**Exercise:** Rename "wooden keyboard frame" to "wooden piano frame" in the items starting with the line that contains "Report one point per instance of the dark hardwood" and going on through the line that contains "286], [183, 166]]". Give those lines again with nothing else changed, and leave out the picture.

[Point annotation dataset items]
__________

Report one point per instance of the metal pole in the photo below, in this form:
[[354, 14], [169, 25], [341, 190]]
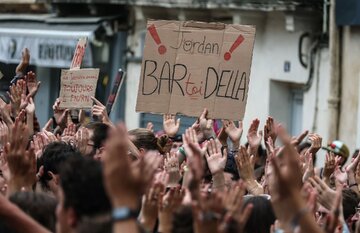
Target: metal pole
[[334, 95]]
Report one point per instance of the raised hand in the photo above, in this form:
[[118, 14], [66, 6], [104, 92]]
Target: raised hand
[[167, 206], [150, 203], [21, 162], [330, 165], [210, 206], [315, 143], [172, 167], [203, 127], [99, 110], [254, 137], [270, 130], [30, 107], [4, 134], [245, 164], [171, 125], [233, 201], [5, 112], [60, 115], [14, 94], [216, 159], [335, 218], [309, 166], [233, 131], [325, 195], [82, 138], [32, 83], [150, 126], [295, 141]]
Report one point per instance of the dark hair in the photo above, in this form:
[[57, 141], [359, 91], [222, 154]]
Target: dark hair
[[82, 184], [262, 215], [350, 200], [146, 139], [100, 133], [53, 156], [303, 146], [93, 225], [183, 220], [40, 206]]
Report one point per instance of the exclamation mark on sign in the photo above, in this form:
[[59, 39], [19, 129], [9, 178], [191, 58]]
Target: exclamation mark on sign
[[155, 36], [239, 40]]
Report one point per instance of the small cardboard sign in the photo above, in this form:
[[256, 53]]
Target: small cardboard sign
[[77, 87], [189, 66], [79, 53]]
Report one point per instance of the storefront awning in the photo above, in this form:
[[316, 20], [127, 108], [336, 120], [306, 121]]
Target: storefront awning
[[50, 44]]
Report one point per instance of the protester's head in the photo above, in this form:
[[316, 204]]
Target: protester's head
[[302, 148], [145, 140], [52, 158], [339, 149], [81, 194], [183, 220], [98, 133], [39, 206], [262, 215]]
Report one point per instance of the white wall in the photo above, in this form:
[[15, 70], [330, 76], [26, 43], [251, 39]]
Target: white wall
[[349, 119]]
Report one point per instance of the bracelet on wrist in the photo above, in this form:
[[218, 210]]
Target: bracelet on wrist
[[123, 214]]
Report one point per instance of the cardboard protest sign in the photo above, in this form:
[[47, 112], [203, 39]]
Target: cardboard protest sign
[[77, 87], [189, 66]]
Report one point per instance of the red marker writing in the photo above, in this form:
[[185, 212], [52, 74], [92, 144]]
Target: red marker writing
[[155, 36], [239, 40]]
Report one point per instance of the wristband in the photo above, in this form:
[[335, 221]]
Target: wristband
[[123, 213]]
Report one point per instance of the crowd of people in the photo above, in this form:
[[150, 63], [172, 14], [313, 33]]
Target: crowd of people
[[72, 175]]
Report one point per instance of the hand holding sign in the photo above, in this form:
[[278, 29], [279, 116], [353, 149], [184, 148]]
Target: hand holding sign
[[99, 110]]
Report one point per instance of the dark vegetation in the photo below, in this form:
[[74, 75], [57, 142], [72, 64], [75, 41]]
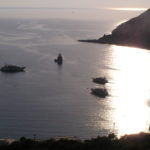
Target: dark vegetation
[[111, 142], [135, 32]]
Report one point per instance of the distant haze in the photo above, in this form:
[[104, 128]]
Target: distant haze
[[74, 4]]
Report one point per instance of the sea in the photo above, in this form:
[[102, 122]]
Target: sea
[[49, 101]]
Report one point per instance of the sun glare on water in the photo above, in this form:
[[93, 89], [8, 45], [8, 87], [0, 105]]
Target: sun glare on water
[[131, 93], [129, 9]]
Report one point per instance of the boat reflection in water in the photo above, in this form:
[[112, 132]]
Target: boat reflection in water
[[130, 90]]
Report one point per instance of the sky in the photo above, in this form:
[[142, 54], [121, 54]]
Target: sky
[[73, 3]]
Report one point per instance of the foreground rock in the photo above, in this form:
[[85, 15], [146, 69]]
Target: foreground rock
[[135, 32]]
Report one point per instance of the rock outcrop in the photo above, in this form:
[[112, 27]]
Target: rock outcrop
[[135, 32]]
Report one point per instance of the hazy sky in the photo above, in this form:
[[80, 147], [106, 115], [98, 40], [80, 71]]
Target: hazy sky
[[74, 4]]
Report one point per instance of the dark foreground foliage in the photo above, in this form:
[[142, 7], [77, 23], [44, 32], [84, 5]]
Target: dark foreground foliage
[[129, 142]]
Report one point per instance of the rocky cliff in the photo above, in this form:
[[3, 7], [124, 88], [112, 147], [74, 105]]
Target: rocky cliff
[[135, 32]]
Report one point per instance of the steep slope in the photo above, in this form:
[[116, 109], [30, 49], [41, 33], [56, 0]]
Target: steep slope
[[135, 32]]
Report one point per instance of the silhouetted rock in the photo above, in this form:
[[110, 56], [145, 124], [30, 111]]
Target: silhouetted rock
[[135, 32]]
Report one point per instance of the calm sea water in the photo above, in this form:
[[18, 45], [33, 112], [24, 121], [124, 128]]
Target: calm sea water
[[50, 101]]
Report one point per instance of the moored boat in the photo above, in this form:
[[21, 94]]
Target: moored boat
[[101, 80], [99, 92], [12, 68]]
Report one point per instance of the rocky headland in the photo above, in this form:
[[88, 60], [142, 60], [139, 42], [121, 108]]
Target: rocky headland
[[135, 32]]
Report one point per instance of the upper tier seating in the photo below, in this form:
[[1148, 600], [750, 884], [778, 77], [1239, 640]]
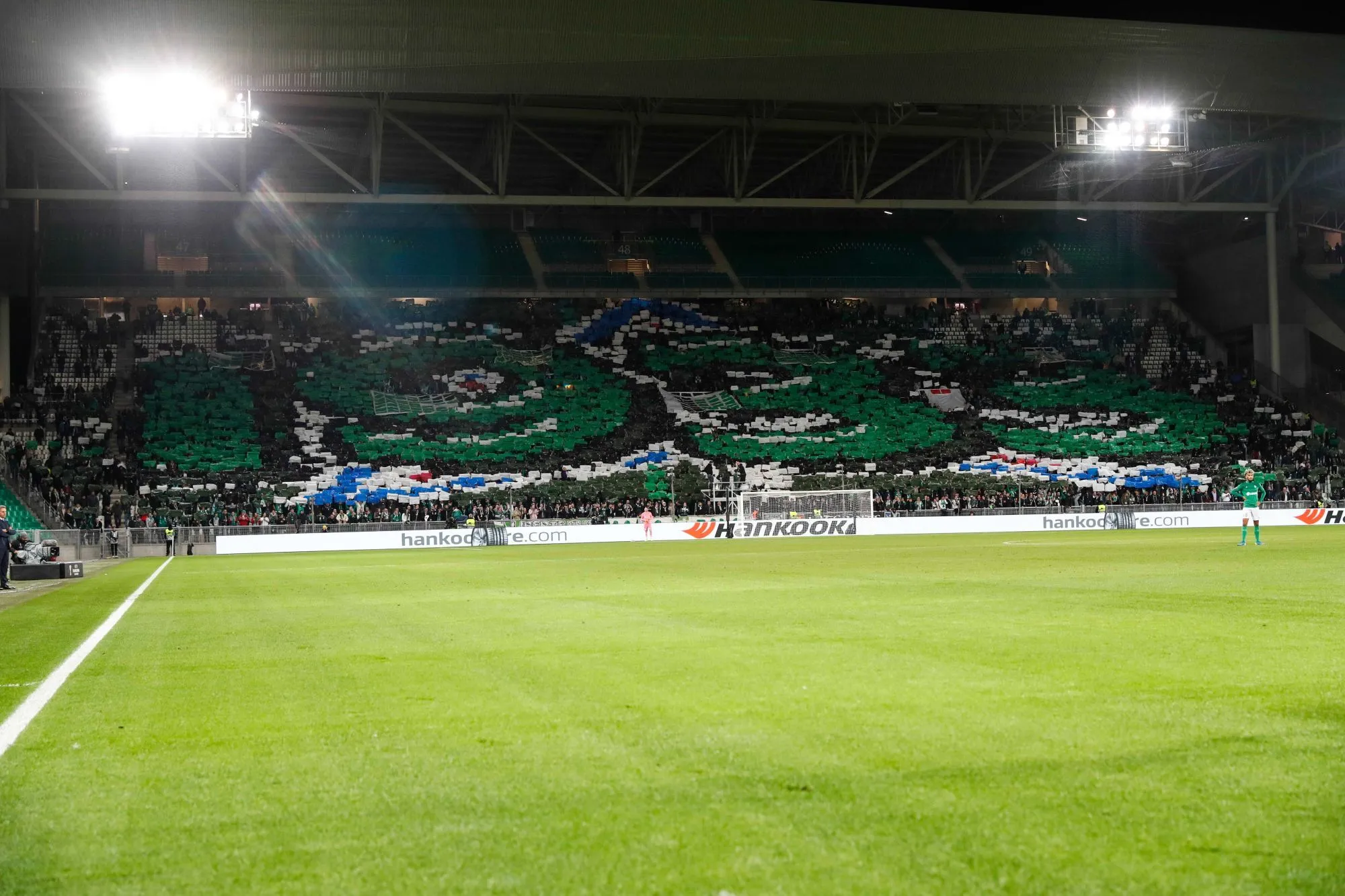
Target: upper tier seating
[[576, 396], [988, 259], [570, 248], [414, 256], [771, 260], [1102, 260]]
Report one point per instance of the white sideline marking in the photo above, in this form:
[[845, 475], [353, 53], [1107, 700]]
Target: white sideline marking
[[29, 709]]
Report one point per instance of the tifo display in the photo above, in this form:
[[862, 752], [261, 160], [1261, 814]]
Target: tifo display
[[446, 411]]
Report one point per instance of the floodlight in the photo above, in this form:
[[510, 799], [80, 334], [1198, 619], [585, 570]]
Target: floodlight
[[176, 104]]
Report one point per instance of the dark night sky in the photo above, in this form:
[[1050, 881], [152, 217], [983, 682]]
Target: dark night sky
[[1311, 18]]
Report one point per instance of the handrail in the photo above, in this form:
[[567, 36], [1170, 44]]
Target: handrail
[[208, 534]]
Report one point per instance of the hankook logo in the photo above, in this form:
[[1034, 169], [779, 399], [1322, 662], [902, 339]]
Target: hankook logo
[[774, 528], [1321, 516]]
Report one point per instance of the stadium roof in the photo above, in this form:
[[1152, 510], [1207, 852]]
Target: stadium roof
[[794, 50]]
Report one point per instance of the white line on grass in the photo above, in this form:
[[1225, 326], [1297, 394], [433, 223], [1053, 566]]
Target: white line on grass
[[29, 709]]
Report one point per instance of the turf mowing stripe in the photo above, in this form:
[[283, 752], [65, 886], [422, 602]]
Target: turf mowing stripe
[[29, 709]]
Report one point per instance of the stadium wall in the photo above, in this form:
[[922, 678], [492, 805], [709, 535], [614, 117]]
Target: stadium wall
[[715, 530]]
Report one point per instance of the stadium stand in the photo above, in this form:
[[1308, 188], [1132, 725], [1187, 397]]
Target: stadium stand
[[423, 409], [782, 260]]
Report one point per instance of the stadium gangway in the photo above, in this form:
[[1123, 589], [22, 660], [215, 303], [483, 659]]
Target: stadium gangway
[[143, 541]]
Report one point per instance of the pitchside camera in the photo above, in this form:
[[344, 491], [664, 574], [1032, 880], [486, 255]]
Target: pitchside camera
[[1141, 128], [176, 104]]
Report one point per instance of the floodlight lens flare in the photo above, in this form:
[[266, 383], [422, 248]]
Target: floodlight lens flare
[[174, 104]]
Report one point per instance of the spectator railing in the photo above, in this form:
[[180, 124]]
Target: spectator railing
[[107, 544]]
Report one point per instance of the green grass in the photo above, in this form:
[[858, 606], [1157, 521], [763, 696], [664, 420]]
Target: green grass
[[1070, 712], [38, 634]]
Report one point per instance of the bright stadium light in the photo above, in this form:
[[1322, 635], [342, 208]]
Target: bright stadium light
[[1140, 128], [176, 104]]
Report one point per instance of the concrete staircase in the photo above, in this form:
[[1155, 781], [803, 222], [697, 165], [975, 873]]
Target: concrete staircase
[[722, 261], [954, 268], [124, 396], [535, 260]]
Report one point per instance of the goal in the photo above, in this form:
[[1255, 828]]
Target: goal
[[804, 505]]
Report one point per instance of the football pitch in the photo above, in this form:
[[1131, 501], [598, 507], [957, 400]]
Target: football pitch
[[1046, 713]]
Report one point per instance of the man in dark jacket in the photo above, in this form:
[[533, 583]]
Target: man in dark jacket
[[7, 532]]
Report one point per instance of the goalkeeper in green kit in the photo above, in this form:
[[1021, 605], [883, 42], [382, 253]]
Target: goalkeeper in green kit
[[1253, 494]]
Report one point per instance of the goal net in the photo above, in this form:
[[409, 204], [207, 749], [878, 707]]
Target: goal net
[[805, 357], [692, 401], [258, 361], [1120, 518], [804, 505], [490, 534], [524, 357]]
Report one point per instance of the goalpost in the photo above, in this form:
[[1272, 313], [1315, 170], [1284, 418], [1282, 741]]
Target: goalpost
[[804, 505]]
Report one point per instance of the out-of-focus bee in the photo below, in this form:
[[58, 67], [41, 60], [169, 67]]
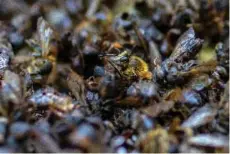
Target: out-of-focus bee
[[43, 64], [51, 98], [156, 140], [11, 92], [6, 53]]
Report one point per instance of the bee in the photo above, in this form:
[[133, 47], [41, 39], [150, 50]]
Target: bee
[[132, 66], [138, 67], [42, 67], [50, 97]]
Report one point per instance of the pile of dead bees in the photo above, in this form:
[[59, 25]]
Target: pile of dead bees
[[114, 76]]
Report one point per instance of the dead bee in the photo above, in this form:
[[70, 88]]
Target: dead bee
[[156, 140], [139, 94], [181, 59], [132, 66], [43, 64], [6, 53], [51, 98], [11, 92]]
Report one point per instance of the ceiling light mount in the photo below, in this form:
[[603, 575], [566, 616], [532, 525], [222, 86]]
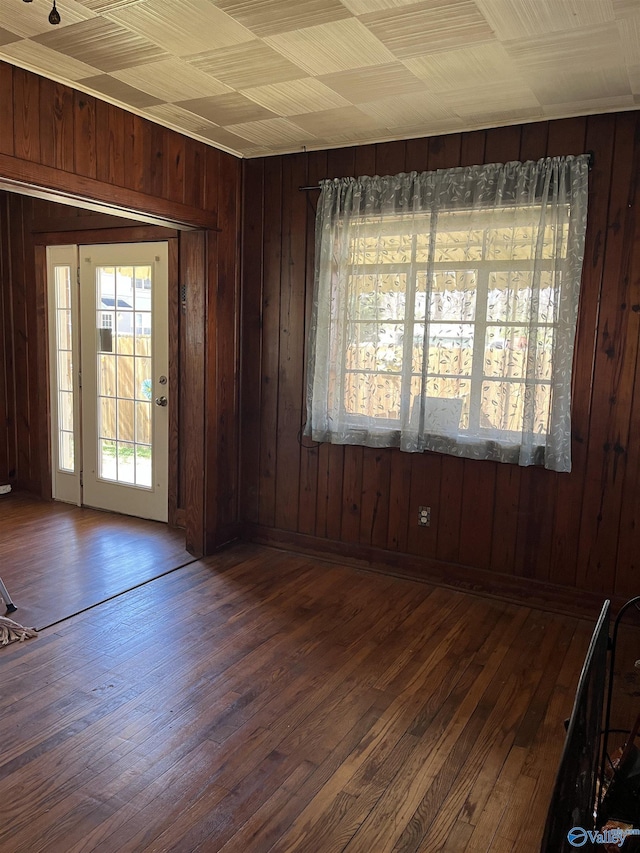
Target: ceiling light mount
[[54, 15]]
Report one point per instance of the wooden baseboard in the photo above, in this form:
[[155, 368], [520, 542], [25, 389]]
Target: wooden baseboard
[[533, 593]]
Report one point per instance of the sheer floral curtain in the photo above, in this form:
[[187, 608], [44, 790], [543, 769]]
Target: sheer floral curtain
[[445, 309]]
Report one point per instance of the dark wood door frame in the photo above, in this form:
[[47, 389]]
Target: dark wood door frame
[[193, 459]]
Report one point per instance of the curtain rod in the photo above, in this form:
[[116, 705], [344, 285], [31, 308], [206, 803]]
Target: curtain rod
[[591, 155]]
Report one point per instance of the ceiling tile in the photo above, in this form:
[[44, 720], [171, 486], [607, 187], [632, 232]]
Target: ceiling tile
[[108, 5], [222, 138], [361, 7], [427, 27], [382, 80], [307, 95], [31, 19], [233, 108], [275, 131], [268, 17], [116, 90], [629, 30], [580, 82], [516, 19], [625, 8], [103, 44], [36, 57], [590, 107], [183, 27], [450, 70], [588, 46], [332, 47], [177, 117], [497, 98], [246, 65], [172, 80], [327, 123], [7, 37], [406, 110]]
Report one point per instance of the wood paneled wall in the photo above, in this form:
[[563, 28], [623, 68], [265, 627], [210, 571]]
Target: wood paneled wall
[[493, 526], [55, 137]]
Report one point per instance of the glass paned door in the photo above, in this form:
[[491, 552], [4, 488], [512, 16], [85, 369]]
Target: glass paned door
[[64, 357], [125, 383], [125, 369]]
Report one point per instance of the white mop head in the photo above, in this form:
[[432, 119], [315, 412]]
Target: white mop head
[[12, 632]]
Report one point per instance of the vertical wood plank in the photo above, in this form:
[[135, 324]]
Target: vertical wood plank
[[253, 228], [84, 129], [194, 172], [290, 368], [270, 339], [615, 359], [110, 166], [223, 334], [7, 410], [213, 163], [193, 279], [153, 172], [600, 139], [174, 165], [133, 155], [56, 125], [26, 115], [6, 109]]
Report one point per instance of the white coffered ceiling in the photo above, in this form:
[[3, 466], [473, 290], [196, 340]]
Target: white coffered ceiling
[[258, 77]]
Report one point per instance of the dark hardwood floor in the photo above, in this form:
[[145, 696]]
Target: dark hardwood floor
[[264, 702], [57, 559]]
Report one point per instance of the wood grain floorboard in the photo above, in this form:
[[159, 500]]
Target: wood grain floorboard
[[58, 559], [266, 702]]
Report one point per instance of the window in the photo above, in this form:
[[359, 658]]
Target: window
[[445, 310]]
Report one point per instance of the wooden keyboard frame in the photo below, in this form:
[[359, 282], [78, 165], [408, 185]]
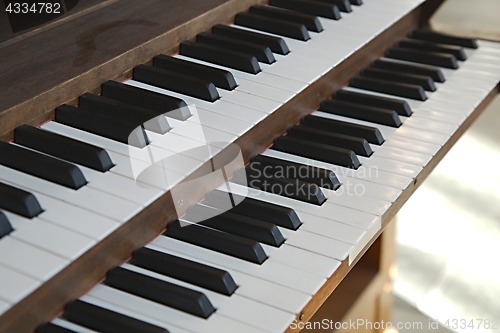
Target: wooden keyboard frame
[[37, 106]]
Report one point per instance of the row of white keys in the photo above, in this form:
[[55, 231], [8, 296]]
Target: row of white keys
[[333, 212], [265, 291], [423, 109], [351, 176], [143, 309], [236, 307], [270, 270], [15, 286], [183, 166]]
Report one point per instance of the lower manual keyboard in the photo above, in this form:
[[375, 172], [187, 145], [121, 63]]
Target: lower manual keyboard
[[271, 293]]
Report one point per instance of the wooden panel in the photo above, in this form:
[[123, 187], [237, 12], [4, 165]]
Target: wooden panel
[[61, 63]]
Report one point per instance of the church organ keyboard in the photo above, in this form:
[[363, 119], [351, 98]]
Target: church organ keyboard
[[262, 262]]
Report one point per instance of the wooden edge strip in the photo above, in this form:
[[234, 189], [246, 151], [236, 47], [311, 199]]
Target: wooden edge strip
[[48, 301]]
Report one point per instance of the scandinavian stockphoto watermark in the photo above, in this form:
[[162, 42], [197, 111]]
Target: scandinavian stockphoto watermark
[[167, 160]]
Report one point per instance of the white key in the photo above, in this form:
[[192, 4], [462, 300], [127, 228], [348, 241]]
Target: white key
[[270, 270], [406, 144], [331, 229], [123, 167], [362, 203], [164, 314], [221, 123], [235, 307], [50, 237], [330, 211], [28, 260], [401, 155], [81, 221], [264, 78], [255, 288], [121, 187], [349, 178], [129, 313], [431, 125], [295, 254], [15, 286], [392, 166], [71, 326], [86, 197], [314, 243], [3, 307]]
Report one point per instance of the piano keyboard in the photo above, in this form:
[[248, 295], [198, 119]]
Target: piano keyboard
[[54, 212]]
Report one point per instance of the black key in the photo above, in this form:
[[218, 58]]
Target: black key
[[243, 226], [51, 328], [431, 36], [215, 240], [317, 151], [361, 112], [186, 270], [358, 145], [118, 130], [19, 201], [309, 7], [162, 104], [429, 58], [399, 105], [5, 227], [425, 82], [371, 134], [344, 5], [276, 44], [416, 44], [240, 61], [412, 91], [63, 147], [306, 173], [106, 321], [180, 83], [41, 166], [290, 188], [159, 291], [261, 52], [311, 22], [279, 215], [112, 108], [219, 77], [278, 27], [434, 72]]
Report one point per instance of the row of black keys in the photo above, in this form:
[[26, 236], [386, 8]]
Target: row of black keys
[[251, 214]]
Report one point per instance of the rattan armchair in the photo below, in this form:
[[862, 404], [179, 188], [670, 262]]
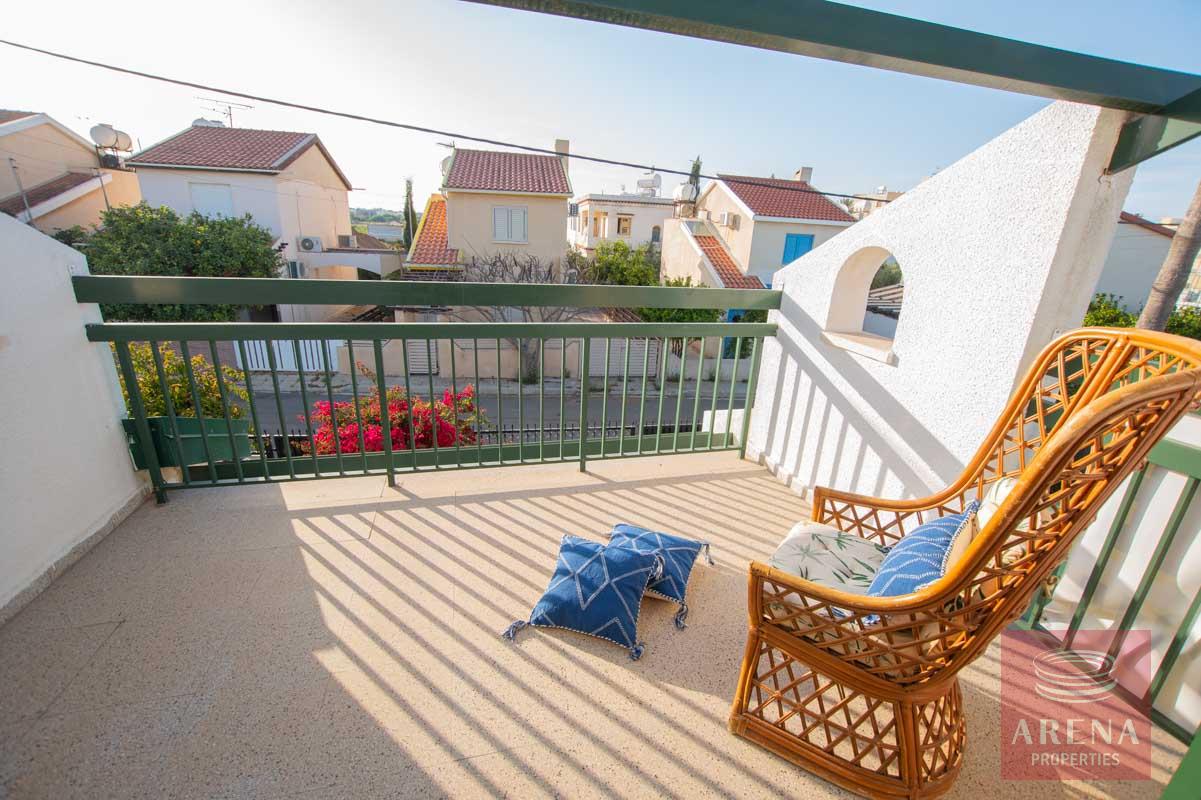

__________

**Reply to the exercise:**
Report one point per instance of the dark hardwood floor in the photo above, in this form:
[[145, 696]]
Target: dark hardwood floor
[[264, 702], [57, 559]]
Report one point per instance of the wood grain floorboard in the photo above, in this form:
[[159, 500]]
Target: wood grain floorboard
[[58, 559], [266, 702]]
Report one point per instance of the window in the photo above, in this form:
[[359, 658]]
Target: window
[[445, 310]]
Report one point per instance of the wooden piano frame in the photo below, in this form:
[[359, 282], [78, 165], [408, 185]]
Target: wooden piano frame
[[37, 106]]
Report one point per instance of the row of white keys in the photo above, in this form:
[[55, 231], [8, 296]]
Target: row of white keys
[[333, 212], [265, 291], [423, 109], [351, 176], [143, 309], [236, 307], [270, 270], [15, 286], [183, 166]]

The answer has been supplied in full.